* **What this task involves**: Swap "keypoint" for "marker" throughout the items below, and leave everything else untouched.

[Point-based annotation data]
——————————

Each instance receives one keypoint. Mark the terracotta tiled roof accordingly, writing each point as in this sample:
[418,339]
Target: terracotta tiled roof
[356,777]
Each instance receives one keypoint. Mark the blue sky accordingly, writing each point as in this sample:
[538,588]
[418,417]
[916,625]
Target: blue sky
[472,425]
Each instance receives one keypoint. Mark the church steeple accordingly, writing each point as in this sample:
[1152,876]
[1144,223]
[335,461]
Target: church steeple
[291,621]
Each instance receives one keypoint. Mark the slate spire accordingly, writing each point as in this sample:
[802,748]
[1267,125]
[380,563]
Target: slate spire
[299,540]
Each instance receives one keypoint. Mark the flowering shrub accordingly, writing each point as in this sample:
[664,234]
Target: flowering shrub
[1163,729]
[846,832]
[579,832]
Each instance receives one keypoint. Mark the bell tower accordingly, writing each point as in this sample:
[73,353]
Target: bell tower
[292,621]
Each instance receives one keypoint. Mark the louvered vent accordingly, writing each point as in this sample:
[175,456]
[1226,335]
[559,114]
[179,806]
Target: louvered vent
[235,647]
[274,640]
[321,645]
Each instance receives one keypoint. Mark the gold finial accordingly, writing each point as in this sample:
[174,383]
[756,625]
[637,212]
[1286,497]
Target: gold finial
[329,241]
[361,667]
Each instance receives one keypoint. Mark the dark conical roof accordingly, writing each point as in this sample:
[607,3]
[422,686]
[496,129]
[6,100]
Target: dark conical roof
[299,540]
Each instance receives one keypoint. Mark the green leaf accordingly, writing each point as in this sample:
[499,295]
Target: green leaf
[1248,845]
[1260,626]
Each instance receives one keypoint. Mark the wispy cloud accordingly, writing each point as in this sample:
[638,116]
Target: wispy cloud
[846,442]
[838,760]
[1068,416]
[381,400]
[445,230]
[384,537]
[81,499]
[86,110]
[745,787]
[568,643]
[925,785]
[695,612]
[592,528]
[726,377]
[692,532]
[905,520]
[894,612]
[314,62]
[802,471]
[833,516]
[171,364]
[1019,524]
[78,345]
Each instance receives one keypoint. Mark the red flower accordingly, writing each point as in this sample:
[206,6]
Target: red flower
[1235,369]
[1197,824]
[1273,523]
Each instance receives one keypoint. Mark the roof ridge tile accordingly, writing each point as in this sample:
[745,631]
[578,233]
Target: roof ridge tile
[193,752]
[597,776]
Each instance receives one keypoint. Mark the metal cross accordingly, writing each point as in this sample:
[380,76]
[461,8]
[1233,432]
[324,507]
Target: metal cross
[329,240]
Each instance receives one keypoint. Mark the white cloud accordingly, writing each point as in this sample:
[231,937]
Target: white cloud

——————————

* **The answer**:
Each instance receives one marker. Mark the terracotta tiled roof accordingly, writing each point as in this sample:
[418,339]
Target: terracotta tiled roof
[356,777]
Each instance receives one marker. Mark the blue sky accordingly, writing each point as in this sample:
[538,588]
[418,417]
[916,625]
Target: blue sky
[472,425]
Each instance receives one marker. Mark the church steeple accordingly, writing each point as in this sample:
[1152,876]
[1144,223]
[335,461]
Target: church steeple
[291,621]
Each instance receives one marker. Mark the slate spire accordingly, writing each point as in this sample:
[802,748]
[1267,125]
[380,563]
Target: slate spire
[299,540]
Each instance receives one marker. Mark the flowering shrub accordingly, writing each point as in this sample:
[664,234]
Target: flowering shrub
[1163,729]
[846,832]
[579,832]
Each instance receives one marker. Mark the bell tower accordingly, writing each point as in this sample:
[73,353]
Target: bell tower
[292,621]
Each instance receives one marker. Mark the louvered vent accordingly, writing each point as in this sample:
[175,456]
[1226,335]
[559,114]
[179,806]
Target: louvered vent
[235,647]
[274,640]
[321,645]
Each instance receives one marker. Mark the gold finial accordingly, writing each point as in this sample:
[174,383]
[756,625]
[637,212]
[1286,497]
Target: gold finial
[329,241]
[361,667]
Each instance receives one marker. Mark the dark conical roof accordingly, writing each point as in this sample:
[607,3]
[422,686]
[496,129]
[6,100]
Target: dark conical roof
[299,540]
Each instance receives one marker. Mark the green leaf accordingly, writing each point as in this sample:
[499,295]
Target: green leaf
[1248,845]
[1260,626]
Each instance receives one marker. Mark the wispy cloud accordingly, writing each point as in this sample:
[638,116]
Target: wispy cloud
[846,442]
[838,760]
[1068,416]
[381,400]
[445,230]
[384,537]
[81,499]
[86,110]
[745,787]
[568,643]
[925,785]
[695,612]
[592,528]
[726,377]
[692,532]
[905,520]
[894,612]
[314,62]
[802,471]
[833,516]
[171,364]
[1019,524]
[78,345]
Each instance receives one marker. Mark the red flower accordingly, writing each point as in this sample:
[206,6]
Target: red flower
[1235,369]
[1197,824]
[1273,523]
Each instance receives one marker. Mark the roof ridge tile accordingly, writing each point as in this sample:
[745,631]
[578,233]
Target: roof ridge tile
[193,752]
[597,776]
Each instance receives one marker. Mark the metal cross accordingly, writing each point as in this sample:
[380,76]
[461,8]
[1233,432]
[324,507]
Target: metal cross
[329,240]
Each instance receives one marker. Mark the white cloud accordingly, writing each point as in this sample:
[231,937]
Target: white cloud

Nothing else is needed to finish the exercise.